Depuis que le gouvernement Charest a donné à deux ingénieurs et homme d'affaires de renom, Guy Saint-Pierre et Armand Couture, le mandat d'étudier le dossier du CHUM, des commentateurs ont remis en cause leur objectivité, compte tenu des liens entre ces deux hommes et la firme d'ingénierie SNC-Lavalin. On allègue que MM. Saint-Pierre et Couture sont en conflit d'intérêts parce que, si le site d'Outremont était choisi, SNC pourrait faire partie du consortium chargé de construire le projet.

À mesure que le débat sur le CHUM dégénère, l'usage de la médisance comme argument s'accroît, dans les deux camps. On ne discute pas de ce que les gens font ou disent, mais de qui ils sont et de leurs motivations supposées. Il est tenu pour acquis qu'une personne du monde des affaires fait tout par intérêt pécuniaire, qu'un politicien agit toujours par ambition, tandis qu'un leader syndical ne peut agir que pour la cause... Le gouvernement a commandé une nouvelle étude sur l'emplacement du CHUM; on peut certainement s'interroger sur le bien-fondé de cette décision. Cela dit, dans la mesure où il voulait disposer d'une nouvelle analyse du dossier, à qui le gouvernement devait-il la demander? Comme plusieurs des questions en jeu portent sur les coûts de construction, le choix d'ingénieurs familiers avec les grands projets coulait de source. À cet égard, la crédibilité de Guy Saint-Pierre (qui a été président de SNC-Lavalin, l'une des plus grandes sociétés d'ingénierie du monde) et d'Armand Couture (qui a dirigé les chantiers de la Baie-James et présidé les destinées d'Hydro-Québec) est inattaquable.

Bien sûr, les deux hommes ont travaillé chez SNC. En quoi cela diminue-t-il leur compétence? Les personnes qui disposent d'une grande expertise dans un domaine sont nécessairement au coeur de l'action. Ils ont dirigé des entreprises, des groupes de recherche... Ils ont des amitiés multiples, des liens et des intérêts. Et- mais ça, on ne le mentionne jamais- la plupart d'entre eux sont d'une honnêteté irréprochable.

(Données d'ancrage de points dans des images)
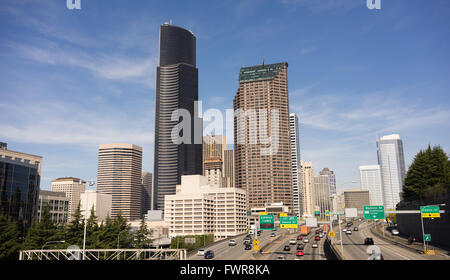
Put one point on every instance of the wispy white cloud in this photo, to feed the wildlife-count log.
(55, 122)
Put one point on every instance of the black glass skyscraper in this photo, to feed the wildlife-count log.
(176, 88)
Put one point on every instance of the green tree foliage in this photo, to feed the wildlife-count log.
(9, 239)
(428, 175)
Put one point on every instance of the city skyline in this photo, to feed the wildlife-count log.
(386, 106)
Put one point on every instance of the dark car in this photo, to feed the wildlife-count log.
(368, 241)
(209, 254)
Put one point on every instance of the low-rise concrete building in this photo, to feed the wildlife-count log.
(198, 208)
---
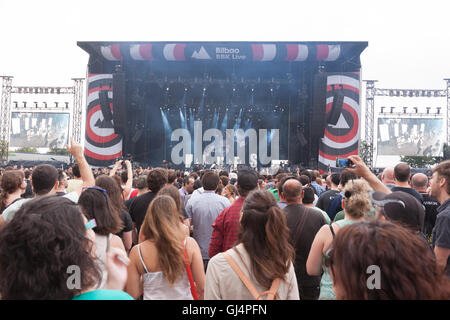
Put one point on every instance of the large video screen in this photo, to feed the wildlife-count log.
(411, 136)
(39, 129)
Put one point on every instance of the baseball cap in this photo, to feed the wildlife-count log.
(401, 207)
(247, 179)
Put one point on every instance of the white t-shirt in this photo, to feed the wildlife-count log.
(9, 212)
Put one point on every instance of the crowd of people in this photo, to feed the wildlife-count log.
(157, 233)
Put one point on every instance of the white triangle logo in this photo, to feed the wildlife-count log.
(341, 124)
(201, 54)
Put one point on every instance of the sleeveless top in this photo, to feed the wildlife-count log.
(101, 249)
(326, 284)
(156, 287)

▶ [Activité 1]
Répondez aux questions suivantes sur le texte consacré au CHUM.
(a) Quels noms portent les deux ingénieurs à qui le gouvernement Charest a confié le mandat d'étudier le dossier du CHUM?
(b) De quels chantiers Armand Couture a-t-il assuré la direction?
(c) Dans le dernier paragraphe, qu'est-ce qu'on ne mentionne jamais au sujet de la plupart des personnes qui disposent d'une grande expertise?
▶ [Activité 2] Poursuivez le texte sur le CHUM à la suite de sa dernière phrase.

▶ [Espace de réponse 1]
(a) Guy Saint-Pierre et Armand Couture.
(b) Les chantiers de la Baie-James.
(c) La plupart d'entre elles sont d'une honnêteté irréprochable.

▶ [Espace de réponse 2]
Dans les coulisses du débat sur le CHUM, les procès d'intentions contre les fonctionnaires, les politiciens et les consultants se multiplient. Il serait de loin préférable de juger tous ces gens à leurs actes, plutôt que de mettre en doute leur bonne foi. Ce serait plus juste, et on risquerait moins de se tromper. Combien étaient certains que, bon libéral, ex-employé de Power Corporation, Daniel Johnson recommanderait le site Outremont? Surprise: M. Johnson tient mordicus à Saint-Luc!

Combien ont fait un lien entre l'appui donné au site d'Outremont par M. Jean Coutu et le fait que son groupe ait inauguré, à proximité, une de ses plus grandes pharmacies? Évidemment, personne ne s'est enfargé dans les «détails» suivants: le groupe Jean Coutu possédait déjà une pharmacie à cet endroit depuis 1991; la nouvelle pharmacie a été inaugurée en février 2004, plusieurs mois avant que l'idée du site Outremont ne germe dans le cerveau du recteur Lacroix.

Lorsque Guy Saint-Pierre et Armand Couture auront produit leur rapport, on pourra le décortiquer, et critiquer à sa guise les calculs, le raisonnement, les conclusions. Ce sera moins facile, mais plus profitable que d'attaquer sans raison leur réputation.